++++ DATA FOR THIS EXERCISE ++++

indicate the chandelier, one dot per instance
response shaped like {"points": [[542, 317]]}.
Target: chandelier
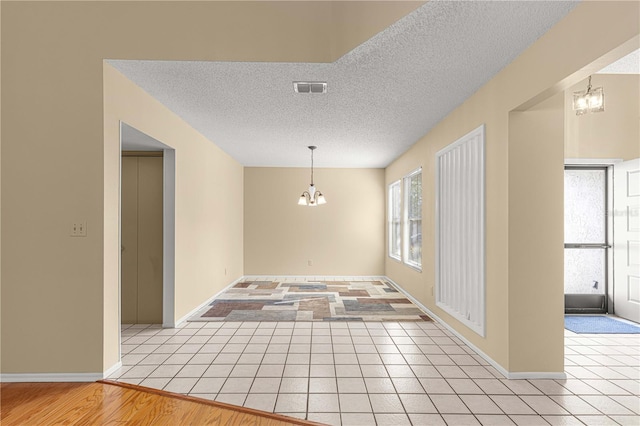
{"points": [[590, 100], [312, 197]]}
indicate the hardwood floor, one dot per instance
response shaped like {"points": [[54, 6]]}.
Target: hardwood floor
{"points": [[110, 403]]}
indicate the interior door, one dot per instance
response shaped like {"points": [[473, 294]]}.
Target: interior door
{"points": [[141, 235], [586, 239], [626, 243]]}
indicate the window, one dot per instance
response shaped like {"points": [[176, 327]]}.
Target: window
{"points": [[393, 215], [413, 219]]}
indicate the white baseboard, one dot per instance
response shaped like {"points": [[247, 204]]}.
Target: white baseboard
{"points": [[206, 302], [50, 377], [112, 369], [536, 375], [318, 277], [491, 361]]}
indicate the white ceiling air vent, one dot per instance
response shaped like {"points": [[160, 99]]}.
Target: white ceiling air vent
{"points": [[310, 86]]}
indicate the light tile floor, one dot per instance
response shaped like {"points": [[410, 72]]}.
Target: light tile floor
{"points": [[411, 373]]}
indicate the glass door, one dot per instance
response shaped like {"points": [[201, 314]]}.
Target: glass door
{"points": [[585, 239]]}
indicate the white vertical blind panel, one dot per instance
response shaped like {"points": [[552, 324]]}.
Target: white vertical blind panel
{"points": [[460, 248]]}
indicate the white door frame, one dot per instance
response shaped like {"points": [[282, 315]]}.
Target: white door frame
{"points": [[608, 163], [168, 221]]}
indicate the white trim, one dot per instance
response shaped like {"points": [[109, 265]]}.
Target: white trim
{"points": [[206, 302], [591, 161], [405, 195], [390, 218], [491, 361], [318, 277], [109, 371], [168, 238], [470, 314], [50, 377], [535, 375]]}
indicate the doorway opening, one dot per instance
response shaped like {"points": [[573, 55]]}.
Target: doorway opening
{"points": [[586, 239], [162, 263]]}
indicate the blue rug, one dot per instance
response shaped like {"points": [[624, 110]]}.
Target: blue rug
{"points": [[592, 324]]}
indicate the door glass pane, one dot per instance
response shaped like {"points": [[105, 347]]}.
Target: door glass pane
{"points": [[584, 206], [584, 271]]}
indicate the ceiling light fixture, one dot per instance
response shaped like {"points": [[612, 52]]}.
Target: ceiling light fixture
{"points": [[312, 197], [590, 100]]}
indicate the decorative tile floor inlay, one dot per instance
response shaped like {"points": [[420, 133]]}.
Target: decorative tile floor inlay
{"points": [[373, 300]]}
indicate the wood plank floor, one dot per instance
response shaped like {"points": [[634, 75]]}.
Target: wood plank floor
{"points": [[110, 403]]}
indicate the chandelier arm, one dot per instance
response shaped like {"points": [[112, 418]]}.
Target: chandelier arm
{"points": [[311, 167]]}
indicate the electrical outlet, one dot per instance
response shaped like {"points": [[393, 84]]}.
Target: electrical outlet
{"points": [[79, 229]]}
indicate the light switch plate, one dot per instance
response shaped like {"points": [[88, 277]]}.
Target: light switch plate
{"points": [[79, 229]]}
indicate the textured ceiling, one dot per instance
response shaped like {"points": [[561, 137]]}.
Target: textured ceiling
{"points": [[382, 96], [629, 64]]}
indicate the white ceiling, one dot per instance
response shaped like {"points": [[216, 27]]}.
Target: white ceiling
{"points": [[382, 96]]}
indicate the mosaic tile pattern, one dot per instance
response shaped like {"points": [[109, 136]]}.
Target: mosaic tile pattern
{"points": [[373, 300]]}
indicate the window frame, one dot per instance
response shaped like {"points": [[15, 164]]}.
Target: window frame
{"points": [[393, 220], [406, 225]]}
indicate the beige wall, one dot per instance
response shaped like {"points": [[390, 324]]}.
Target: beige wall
{"points": [[536, 256], [343, 237], [612, 133], [60, 155], [208, 215], [549, 66]]}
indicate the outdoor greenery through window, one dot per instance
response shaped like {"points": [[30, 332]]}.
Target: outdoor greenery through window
{"points": [[413, 219], [395, 235]]}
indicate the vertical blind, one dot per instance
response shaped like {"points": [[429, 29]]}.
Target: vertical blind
{"points": [[460, 247]]}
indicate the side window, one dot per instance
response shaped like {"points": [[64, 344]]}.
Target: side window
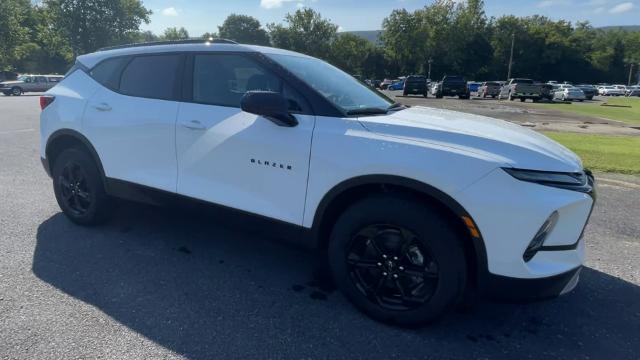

++++

WHAT YOU SHOULD DO
Starting with the line containing "indicate the side" and continuing through the end of the listing, give those lines as a numbered list, skipping any blank lines. Leave the pictures out.

ANSWER IN FULL
1. indicate the side window, one dot per instance
2. response shaped like {"points": [[64, 344]]}.
3. Target: side window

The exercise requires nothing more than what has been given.